YOUR TASK: Give a verbatim repeat of the lines that run from the line containing "the bridal bouquet." to the end of the data below.

======== GIVEN RECORDS ========

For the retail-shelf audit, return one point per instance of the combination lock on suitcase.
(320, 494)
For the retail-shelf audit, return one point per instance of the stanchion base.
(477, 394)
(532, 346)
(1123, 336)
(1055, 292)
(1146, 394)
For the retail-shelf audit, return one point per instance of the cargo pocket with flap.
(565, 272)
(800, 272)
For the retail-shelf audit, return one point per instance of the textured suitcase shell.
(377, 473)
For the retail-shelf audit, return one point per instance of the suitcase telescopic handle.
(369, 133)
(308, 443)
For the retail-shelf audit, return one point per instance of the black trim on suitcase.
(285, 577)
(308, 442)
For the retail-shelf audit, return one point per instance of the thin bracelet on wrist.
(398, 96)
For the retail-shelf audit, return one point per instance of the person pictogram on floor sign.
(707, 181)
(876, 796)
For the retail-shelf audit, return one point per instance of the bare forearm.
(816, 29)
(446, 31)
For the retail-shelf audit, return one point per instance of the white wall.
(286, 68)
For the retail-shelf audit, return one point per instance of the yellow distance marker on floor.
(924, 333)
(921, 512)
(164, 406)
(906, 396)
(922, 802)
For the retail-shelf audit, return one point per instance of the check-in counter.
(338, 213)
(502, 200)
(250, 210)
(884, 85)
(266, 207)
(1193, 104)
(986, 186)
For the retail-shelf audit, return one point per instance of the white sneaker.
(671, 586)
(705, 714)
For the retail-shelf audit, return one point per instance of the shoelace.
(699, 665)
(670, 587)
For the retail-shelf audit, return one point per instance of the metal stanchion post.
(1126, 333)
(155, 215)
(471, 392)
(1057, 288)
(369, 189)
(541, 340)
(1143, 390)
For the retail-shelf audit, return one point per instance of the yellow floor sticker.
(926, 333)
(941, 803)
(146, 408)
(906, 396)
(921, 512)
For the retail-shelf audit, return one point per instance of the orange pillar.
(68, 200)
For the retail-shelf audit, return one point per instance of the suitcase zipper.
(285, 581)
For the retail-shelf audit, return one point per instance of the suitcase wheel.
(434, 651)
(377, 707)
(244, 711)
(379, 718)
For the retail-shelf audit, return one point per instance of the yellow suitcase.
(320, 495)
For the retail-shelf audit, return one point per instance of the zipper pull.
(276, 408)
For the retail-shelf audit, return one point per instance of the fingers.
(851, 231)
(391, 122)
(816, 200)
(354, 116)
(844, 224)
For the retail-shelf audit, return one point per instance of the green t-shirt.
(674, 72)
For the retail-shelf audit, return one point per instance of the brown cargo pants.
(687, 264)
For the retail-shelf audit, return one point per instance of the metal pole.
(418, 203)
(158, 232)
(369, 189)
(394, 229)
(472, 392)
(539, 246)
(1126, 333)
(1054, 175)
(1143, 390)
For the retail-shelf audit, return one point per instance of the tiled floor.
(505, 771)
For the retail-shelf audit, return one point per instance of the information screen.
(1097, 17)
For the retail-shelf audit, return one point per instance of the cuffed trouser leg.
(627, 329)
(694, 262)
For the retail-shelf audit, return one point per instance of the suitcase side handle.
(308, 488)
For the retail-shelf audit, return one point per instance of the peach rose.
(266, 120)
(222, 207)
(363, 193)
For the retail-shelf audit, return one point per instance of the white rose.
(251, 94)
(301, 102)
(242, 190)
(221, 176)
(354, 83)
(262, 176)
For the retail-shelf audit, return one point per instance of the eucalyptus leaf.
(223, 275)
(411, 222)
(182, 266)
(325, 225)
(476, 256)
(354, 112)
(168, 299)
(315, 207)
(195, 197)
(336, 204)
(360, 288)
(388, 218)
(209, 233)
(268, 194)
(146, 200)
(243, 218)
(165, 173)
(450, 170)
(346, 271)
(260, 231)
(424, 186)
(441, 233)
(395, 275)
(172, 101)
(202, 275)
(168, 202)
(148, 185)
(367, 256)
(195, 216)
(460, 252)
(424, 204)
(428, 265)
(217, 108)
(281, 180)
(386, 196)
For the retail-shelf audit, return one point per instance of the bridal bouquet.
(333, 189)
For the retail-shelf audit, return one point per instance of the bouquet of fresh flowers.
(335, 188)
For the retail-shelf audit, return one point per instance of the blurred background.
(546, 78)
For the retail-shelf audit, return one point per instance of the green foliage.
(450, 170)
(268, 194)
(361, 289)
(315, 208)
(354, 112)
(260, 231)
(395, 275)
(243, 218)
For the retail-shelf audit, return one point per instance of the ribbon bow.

========

COMPLETED EXERCISE:
For the retail-shelf audit, return one point per instance of the bridal bouquet.
(333, 189)
For the retail-shelf audit, return one point per instance of the bouquet of fresh flowers.
(335, 188)
For the retail-shelf audit, return one point per instance of the blurred background.
(546, 78)
For the retail-shelf audit, return one point per instance of the green foliage.
(450, 170)
(268, 194)
(361, 289)
(315, 208)
(354, 112)
(260, 231)
(395, 275)
(243, 218)
For the retail-shelf audit, return one point per instance of the ribbon bow.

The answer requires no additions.